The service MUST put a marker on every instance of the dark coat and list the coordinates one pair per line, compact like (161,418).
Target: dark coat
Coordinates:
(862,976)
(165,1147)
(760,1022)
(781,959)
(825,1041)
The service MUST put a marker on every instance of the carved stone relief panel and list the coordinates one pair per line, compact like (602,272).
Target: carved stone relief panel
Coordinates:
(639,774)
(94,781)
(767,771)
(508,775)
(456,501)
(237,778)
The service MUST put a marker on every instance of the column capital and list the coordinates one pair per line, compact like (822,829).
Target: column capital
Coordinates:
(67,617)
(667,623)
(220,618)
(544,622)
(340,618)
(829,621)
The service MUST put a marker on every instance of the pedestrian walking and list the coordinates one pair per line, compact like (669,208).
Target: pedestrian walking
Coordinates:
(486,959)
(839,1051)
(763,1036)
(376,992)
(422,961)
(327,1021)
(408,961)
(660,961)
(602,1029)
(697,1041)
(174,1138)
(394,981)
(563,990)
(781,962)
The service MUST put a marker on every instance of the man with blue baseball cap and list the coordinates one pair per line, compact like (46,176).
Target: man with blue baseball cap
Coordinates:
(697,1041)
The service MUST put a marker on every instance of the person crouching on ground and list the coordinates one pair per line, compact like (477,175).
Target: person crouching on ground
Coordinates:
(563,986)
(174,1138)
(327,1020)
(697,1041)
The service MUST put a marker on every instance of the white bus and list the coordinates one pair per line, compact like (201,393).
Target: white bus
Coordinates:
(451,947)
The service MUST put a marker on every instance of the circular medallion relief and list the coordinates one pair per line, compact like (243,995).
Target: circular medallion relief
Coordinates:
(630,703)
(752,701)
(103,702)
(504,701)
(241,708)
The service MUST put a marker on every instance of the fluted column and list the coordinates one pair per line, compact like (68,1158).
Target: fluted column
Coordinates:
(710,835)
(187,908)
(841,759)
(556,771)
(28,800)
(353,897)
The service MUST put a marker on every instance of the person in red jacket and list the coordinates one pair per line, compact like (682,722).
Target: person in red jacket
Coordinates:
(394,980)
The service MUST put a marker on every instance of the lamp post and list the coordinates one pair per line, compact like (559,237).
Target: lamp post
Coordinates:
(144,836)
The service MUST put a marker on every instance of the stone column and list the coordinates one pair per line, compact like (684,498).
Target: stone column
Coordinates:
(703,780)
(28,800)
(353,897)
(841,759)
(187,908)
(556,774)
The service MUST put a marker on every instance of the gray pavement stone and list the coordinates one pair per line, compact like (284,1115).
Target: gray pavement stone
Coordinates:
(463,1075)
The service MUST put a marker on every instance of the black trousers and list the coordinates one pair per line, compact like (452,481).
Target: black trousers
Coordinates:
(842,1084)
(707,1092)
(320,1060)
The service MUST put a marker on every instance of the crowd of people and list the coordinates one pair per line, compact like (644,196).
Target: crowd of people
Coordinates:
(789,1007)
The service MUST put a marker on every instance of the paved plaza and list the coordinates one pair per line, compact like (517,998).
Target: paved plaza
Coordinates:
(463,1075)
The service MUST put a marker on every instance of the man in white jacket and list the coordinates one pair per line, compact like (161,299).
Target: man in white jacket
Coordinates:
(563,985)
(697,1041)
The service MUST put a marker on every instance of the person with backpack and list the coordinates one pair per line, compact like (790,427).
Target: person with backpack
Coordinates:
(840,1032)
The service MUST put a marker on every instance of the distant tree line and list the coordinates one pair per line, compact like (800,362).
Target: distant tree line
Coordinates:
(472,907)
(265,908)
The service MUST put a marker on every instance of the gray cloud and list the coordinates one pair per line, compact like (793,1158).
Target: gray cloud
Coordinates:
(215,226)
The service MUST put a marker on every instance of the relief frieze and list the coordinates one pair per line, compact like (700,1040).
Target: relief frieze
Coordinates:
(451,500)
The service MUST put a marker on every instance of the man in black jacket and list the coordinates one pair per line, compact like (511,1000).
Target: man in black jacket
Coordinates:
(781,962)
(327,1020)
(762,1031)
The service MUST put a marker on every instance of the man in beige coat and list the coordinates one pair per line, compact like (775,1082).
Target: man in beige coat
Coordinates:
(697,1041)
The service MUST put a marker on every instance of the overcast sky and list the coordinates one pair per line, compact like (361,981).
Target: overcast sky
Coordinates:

------------------------

REQUEST
Provide all the records again, word for word.

WRITTEN REPLY
The service MUST put a marker on every instance of the dark coat and list the coordinates one pair per line, compact like (161,418).
Target: dark coat
Coordinates:
(862,976)
(165,1147)
(760,1022)
(781,959)
(825,1041)
The service MUST put a marker on every instance of the carved stone relief panel and list the coordinates one pair per line, compact like (602,272).
Target: carved stone relief panel
Coordinates:
(639,774)
(94,781)
(767,771)
(508,775)
(456,501)
(237,778)
The service MUST put a marker on every instance of the column capital and list the coordinates one pair per line, compact like (822,829).
Target: column capital
Coordinates:
(67,617)
(667,623)
(220,618)
(544,622)
(340,618)
(829,621)
The service MUST put a marker on every instance of the pedestrian walking and list the coordinates one pair per line, compact like (669,208).
Target: pedestrian walking
Coordinates:
(486,959)
(839,1051)
(763,1036)
(376,992)
(422,961)
(327,1021)
(408,961)
(660,961)
(602,1029)
(697,1041)
(174,1138)
(394,981)
(563,990)
(781,962)
The service MUST put a marker on every instance of the man with blue baseball cap and list the coordinates one pair per line, compact like (46,176).
Target: man with blue baseball cap
Coordinates:
(697,1041)
The service MUST put a marker on every instance of the person crouching on ground and list the coordinates one pair per line, compact like (477,175).
Target: person crouching on ground
Coordinates:
(563,986)
(174,1138)
(327,1020)
(697,1041)
The service MUST put a marker on every instance of the white bus and list the coordinates one pair per line, compact like (201,393).
Target: white bus
Coordinates:
(451,947)
The service MUST put a marker on every instance of the circular medallion relief and list the coordinates one pair per line, compact like (243,995).
Target: circular medallion relief
Coordinates:
(630,703)
(752,701)
(103,702)
(504,701)
(241,708)
The service MUST put a marker on every instance of the fluted column and list the coordinates one pair per line, compact like (68,1158).
Target: fluted column
Coordinates:
(710,835)
(187,908)
(841,759)
(556,771)
(28,800)
(353,897)
The service MUST put a marker on every instance of the person in red jacket and list the coordinates one pair per line, compact like (682,722).
Target: person in red jacket
Coordinates:
(394,980)
The service MUST put a marker on every instance of the lamp post and list the coordinates one pair per line, compact like (559,237).
Target: lamp post
Coordinates:
(144,836)
The service MUST put a marker on every instance of the stone column and list the coordinates one pair per line, compact like (684,498).
Target: stone column
Coordinates:
(703,780)
(28,800)
(353,897)
(841,759)
(187,908)
(556,774)
The service MUST put a marker on every instance of the gray pavement stone and list the coordinates one pair per line, compact like (284,1115).
Target: gray pavement stone
Coordinates:
(463,1075)
The service MUST put a marker on every instance of the black trousers and list the coordinates one pair per line, compact like (452,481).
Target: black trousers
Coordinates:
(842,1084)
(707,1092)
(320,1060)
The service MUST put a marker on every instance of the crowd of people and list the coordinates one pair per line, compact like (644,196).
Target: crowd of people
Coordinates:
(789,1007)
The service MUST put a marker on every instance of the paved plaza and list the coordinates one pair per line, compact like (517,998).
Target: paved plaza
Coordinates:
(463,1075)
The service MUST put a marker on every instance of the man in white jacket and list the coordinates one pair per line, compact like (161,299).
Target: man in white jacket
Coordinates:
(563,985)
(697,1041)
The service MUST put a marker on every instance of the person with backpack and list the coordinates one pair per line, compact like (790,427).
Target: person with backpack
Coordinates:
(840,1032)
The service MUST put a marker on every instance of the distant tree line and list the coordinates one pair per line, compact like (800,362).
Target: distant tree line
Coordinates:
(472,907)
(265,908)
The service MUST put a marker on every instance of the gray cloud and list the coordinates one pair per line, compact like (793,1158).
Target: gray cloud
Coordinates:
(215,226)
The service MUST put a marker on every instance of the relief frieze and list the coordinates one pair per line, compact like (700,1040).
Target: relief frieze
Coordinates:
(451,500)
The service MUST put a marker on every instance of the man in black jacket and list the coordinates one pair per line, compact like (511,1000).
Target: man in black jacket
Coordinates:
(781,962)
(327,1020)
(762,1031)
The service MUST put a marker on every instance of the man in beige coat and list the coordinates one pair per line, compact like (775,1082).
Target: man in beige coat
Coordinates:
(697,1041)
The service MUST put a marker on every instance of the overcast sky and list the coordinates one pair per line, compact like (361,981).
Target: overcast sky
Coordinates:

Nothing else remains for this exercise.